Bottom line, conclusion en une phrase, comme disent les Américains : aujourd'hui le département de l'Yonne a décidé de réhabiliter l'immeuble en éliminant l'amiante passive à tous les étages. Depuis quatre ans, le rez-de-chaussée est occupé par diverses associations sportives, les deux étages demeurant abandonnés, et pour cause.

Les travaux sur le premier des trois plots (bâtiments), ont débuté l'année dernière.  Soit 1 200 000 euros TTC par plot, et au total 3 600 000 millions d'euros TTC. Outre la mise en sécurité, aux normes de la mobilité pour personnes handicapées et le désamiantage, ces travaux permettent d'envisager des économies conséquentes en matière de dépenses de chauffage.

Chaque plot représente 282 m2 soit 2 538 m2 au total dans les deux étages du "89".

Actuellement, la consommation moyenne du bâtiment est de l'ordre de 700 000 kWh/an en électricité et de 1 600 000 kWh/an en consommation de gaz.

Et c'est ici que le conseil départemental de l'Yonne réalise un coup de génie par un retournement de concepts. Non seulement, il réhabilite, restaure et rend la vie à un édifice d'exception dont le dossier est à l'Unesco, mais il a mis en oeuvre les technologies nouvelles pour en faire un bâtiment non pas basse énergie mais producteur d'électricité destinée à alimenter plusieurs quartiers d'Auxerre.

Objectif visé: Recopiez à l'identique le passage du texte sur la réhabilitation de l'immeuble, depuis « Les travaux sur » jusqu'à « dépenses de chauffage. » inclus.

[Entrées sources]
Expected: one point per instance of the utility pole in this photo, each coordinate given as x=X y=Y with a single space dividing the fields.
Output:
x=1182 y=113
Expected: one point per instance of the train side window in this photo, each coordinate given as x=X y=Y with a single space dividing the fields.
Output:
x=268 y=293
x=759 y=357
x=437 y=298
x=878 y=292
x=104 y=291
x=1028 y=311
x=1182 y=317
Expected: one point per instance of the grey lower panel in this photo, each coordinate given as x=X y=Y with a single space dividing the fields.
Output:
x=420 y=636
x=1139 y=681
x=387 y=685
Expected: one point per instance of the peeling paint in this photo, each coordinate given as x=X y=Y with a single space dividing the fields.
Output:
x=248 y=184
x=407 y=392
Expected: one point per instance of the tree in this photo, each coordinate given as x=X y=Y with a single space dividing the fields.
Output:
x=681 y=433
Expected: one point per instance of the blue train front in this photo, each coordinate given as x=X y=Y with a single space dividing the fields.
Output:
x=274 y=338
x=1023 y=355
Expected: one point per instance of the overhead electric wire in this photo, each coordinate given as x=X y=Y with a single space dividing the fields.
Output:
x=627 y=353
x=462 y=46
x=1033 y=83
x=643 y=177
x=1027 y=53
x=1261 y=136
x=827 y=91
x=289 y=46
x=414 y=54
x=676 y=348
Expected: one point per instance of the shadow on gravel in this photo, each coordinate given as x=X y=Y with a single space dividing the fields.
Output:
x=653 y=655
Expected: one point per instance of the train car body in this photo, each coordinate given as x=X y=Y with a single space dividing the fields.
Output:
* * *
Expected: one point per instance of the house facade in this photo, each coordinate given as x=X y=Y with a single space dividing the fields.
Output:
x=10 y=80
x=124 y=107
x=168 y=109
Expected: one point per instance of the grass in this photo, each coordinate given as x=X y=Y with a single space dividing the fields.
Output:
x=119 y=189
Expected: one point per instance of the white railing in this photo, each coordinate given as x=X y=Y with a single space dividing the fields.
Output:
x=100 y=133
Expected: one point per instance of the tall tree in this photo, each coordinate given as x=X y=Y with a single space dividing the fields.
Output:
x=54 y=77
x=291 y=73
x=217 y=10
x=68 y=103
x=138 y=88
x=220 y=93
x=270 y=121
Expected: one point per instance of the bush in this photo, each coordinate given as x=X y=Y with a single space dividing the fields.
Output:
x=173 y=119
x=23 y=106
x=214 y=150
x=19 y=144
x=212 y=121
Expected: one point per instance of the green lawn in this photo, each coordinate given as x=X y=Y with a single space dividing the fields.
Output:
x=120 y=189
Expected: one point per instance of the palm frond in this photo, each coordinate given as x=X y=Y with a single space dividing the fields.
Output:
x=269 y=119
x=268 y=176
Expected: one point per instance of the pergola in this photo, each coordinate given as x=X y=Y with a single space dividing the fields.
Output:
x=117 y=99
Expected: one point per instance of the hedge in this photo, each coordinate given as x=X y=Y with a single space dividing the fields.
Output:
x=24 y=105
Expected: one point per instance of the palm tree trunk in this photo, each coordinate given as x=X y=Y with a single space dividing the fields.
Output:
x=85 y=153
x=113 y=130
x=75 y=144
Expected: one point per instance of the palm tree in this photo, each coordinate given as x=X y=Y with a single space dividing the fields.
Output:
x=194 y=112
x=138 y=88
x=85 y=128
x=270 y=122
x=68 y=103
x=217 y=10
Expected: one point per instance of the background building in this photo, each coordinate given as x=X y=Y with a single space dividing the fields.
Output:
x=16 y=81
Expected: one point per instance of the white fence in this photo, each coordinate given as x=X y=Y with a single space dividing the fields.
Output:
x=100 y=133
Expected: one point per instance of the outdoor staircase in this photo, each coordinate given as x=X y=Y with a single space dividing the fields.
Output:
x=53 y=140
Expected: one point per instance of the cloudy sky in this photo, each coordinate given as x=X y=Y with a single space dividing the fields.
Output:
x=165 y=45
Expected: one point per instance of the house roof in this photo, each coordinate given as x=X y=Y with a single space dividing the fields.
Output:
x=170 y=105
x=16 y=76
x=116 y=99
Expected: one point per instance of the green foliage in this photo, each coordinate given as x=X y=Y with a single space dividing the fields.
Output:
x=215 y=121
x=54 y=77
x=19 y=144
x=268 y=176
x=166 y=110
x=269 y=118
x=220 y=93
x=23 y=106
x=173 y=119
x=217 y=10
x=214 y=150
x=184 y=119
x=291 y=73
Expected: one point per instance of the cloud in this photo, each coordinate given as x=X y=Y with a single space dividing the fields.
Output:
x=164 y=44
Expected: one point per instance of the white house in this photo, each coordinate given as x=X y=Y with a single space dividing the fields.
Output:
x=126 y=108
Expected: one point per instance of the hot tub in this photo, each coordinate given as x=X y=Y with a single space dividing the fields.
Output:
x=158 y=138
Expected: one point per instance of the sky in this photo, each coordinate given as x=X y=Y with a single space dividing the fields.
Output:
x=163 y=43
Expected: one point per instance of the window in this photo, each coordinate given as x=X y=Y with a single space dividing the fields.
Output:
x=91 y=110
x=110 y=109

Réponse correcte:
Les travaux sur le premier des trois plots (bâtiments), ont débuté l'année dernière.  Soit 1 200 000 euros TTC par plot, et au total 3 600 000 millions d'euros TTC. Outre la mise en sécurité, aux normes de la mobilité pour personnes handicapées et le désamiantage, ces travaux permettent d'envisager des économies conséquentes en matière de dépenses de chauffage.